Saved data entries
BEGIN

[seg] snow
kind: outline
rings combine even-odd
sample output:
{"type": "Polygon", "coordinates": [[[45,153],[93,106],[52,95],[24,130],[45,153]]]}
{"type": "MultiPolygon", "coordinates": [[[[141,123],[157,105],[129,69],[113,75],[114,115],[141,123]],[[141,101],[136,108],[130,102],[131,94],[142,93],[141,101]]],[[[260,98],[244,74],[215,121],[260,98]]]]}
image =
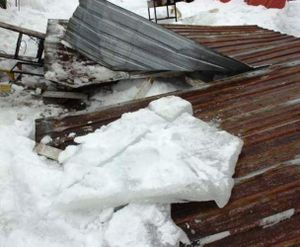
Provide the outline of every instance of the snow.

END

* HOW TO COMPLETE THIS TASK
Every entry above has to be repeated exactly, apart from its pictures.

* RESULT
[seg] snow
kind: outline
rings combine even-odd
sample output:
{"type": "Polygon", "coordinates": [[[45,153],[93,106],[52,95],[24,130],[45,153]]]}
{"type": "MultiPolygon", "coordinates": [[[[141,123],[157,105],[129,69],[113,75],[114,115],[141,123]],[[141,101],[136,108],[130,102],[131,94],[142,93],[141,101]]],[[[260,98],[244,74],[215,121],[260,98]]]]}
image =
Provide the outline of every instance of the snow.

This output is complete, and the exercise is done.